### Vorliegender Auszug ###

Wo gibts denn die zu shoppen?


----------



## evil_rider (20. November 2005)

schreib mir ne pm!


----------



## RISE (21. November 2005)

Die sehen gut aus und den im BMXBoard hergeholten Vergleich mit dem Stereo finde ich fast ein bisschen übertrieben.Hoff mal drauf, dass ich bald ganz viele Sprockets mache...


----------



## derFisch (21. November 2005)

ich brauch was in 36t, also strengt euch mal an


----------



## Tobster (21. November 2005)

hey $H4R]{Y 

das animal light gibt es beispielsweise in 36 t , zumindest laut auswahl bei 
www.paranogarage.de 

das coalation auch noch,eastern bikes medusa ebenfalls, eastern bikes resurection auch noch ....da sollte doch was dabei sein  --- so und nun ist schluß mit den fremdfirmen in stephans thread sonst wird der bös, das möcht man ja nicht!


tobi


----------



## derFisch (21. November 2005)

war eigentlich für evil und rise gedacht. Ich weiss schon, dass es ne Menge 36t sprockets gibt. Aber son Sprocket was nich unbedingt jeder fährt wär ja auch mal was schönes...


----------



## MTB-News.de




----------



## evil_rider (21. November 2005)

das problem ist, solche größen verkaufen sich kaum und lohnen darum nicht... was glaubst warum viele firmen inzwischen maximal 33T haben? ;o)


----------



## derFisch (21. November 2005)

stimmt scho, ich fahr aber trotzdem gerne 36t und seh auch nich wirklich die Notwendigkeit umzurüsten


----------



## evil_rider (21. November 2005)

haste cassette oder normalen freilauf?


----------



## derFisch (21. November 2005)

evil_rider schrieb:
			
		

> haste cassette oder normalen freilauf?


Normalen Freilauf
Edit: Sonst wär das umrüsten ja auch kein großes Ding


----------



## evil_rider (21. November 2005)

warum denn das? läuft nicht rund und wiegt ne tonne...


----------



## derFisch (21. November 2005)

evil_rider schrieb:
			
		

> warum denn das? läuft nicht rund und wiegt ne tonne...


vor allem wegen Ungeduld gepaart mit geringer Finanzkraft. Die Nabe is halt zu nem denkbar ungünstigen Zeitpunkt kaputt gegangen. Mittlerweile würd ich wohl auch eher zu ner Cassette greifen, hab aber keinen Bock direkt noch ne Nabe zu kaufen 
Alles blöd!


----------



## MTB-News.de




----------



## evil_rider (21. November 2005)

$H4R]{Y schrieb:
			
		

> vor allem wegen Ungeduld gepaart mit geringer Finanzkraft. Die Nabe is halt zu nem denkbar ungünstigen Zeitpunkt kaputt gegangen. Mittlerweile würd ich wohl auch eher zu ner Cassette greifen, hab aber keinen Bock direkt noch ne Nabe zu kaufen
> Alles blöd!




kauf mein HR, dann hast was gescheites!


----------



## Flatpro (22. November 2005)

evil_rider schrieb:
			
		

> kauf mein HR, dann hast was gescheites!


lern lesen, er hat kene kohle


----------



## evil_rider (22. November 2005)

bank anpumpen! ;D


----------



## RISE (22. November 2005)

36 Zähne lassen, mehr ziehen und gut...


----------

### Bereitgestelltes Material ###

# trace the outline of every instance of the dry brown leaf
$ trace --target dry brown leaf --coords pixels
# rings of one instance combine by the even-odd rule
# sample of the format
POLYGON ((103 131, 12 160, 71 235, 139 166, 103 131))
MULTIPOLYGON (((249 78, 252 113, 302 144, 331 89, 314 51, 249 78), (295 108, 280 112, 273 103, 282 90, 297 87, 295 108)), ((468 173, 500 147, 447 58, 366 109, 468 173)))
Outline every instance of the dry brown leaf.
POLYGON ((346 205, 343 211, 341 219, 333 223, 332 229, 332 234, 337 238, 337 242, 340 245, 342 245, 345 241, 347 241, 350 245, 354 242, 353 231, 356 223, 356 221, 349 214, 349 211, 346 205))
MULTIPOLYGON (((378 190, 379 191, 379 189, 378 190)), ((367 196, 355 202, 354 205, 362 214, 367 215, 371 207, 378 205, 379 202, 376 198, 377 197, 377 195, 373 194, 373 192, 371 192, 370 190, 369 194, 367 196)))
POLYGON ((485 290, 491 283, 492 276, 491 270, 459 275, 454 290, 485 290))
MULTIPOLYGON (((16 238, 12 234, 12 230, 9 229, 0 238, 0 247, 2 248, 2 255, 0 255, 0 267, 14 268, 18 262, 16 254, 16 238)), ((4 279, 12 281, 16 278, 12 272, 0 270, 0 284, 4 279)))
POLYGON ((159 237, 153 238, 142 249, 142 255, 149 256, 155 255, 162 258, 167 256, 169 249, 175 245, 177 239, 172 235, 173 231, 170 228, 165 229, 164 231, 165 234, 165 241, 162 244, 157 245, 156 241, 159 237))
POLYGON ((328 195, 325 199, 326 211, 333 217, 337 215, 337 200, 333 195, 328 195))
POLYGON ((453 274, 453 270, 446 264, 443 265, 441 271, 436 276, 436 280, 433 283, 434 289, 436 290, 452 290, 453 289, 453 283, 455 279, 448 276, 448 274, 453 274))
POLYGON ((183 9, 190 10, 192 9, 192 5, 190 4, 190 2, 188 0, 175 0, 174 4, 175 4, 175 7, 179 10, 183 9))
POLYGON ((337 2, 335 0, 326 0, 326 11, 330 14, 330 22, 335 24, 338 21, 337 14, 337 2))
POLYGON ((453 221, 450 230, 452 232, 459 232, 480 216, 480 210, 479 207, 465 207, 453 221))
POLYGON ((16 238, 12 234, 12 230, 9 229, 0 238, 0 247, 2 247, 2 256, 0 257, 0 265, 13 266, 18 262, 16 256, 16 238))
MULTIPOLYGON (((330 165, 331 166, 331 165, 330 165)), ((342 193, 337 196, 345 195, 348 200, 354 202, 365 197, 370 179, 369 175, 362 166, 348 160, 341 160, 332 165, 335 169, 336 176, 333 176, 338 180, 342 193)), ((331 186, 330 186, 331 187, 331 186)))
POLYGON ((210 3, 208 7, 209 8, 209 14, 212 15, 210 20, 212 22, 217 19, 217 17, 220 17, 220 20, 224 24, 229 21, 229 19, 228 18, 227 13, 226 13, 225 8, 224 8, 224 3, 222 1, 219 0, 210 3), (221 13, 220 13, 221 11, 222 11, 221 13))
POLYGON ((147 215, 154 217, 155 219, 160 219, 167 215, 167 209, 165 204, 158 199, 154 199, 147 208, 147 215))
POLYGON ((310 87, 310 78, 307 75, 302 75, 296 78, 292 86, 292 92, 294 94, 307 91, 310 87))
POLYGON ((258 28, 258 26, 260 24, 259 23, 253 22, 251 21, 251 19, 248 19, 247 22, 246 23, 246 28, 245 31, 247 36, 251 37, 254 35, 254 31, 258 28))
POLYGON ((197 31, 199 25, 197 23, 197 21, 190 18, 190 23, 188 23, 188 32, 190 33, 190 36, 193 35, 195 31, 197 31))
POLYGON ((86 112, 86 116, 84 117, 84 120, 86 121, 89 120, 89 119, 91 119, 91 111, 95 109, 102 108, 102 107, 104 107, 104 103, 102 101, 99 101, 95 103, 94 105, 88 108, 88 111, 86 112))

###

Gestellte Aufgabe: Welche Art von Freilauf fährt derFisch laut dem Forumsauszug über Sprockets? Die Daten stammen aus einer anderen Quelle.

Ergebnis: Einen normalen Freilauf, keine Cassette.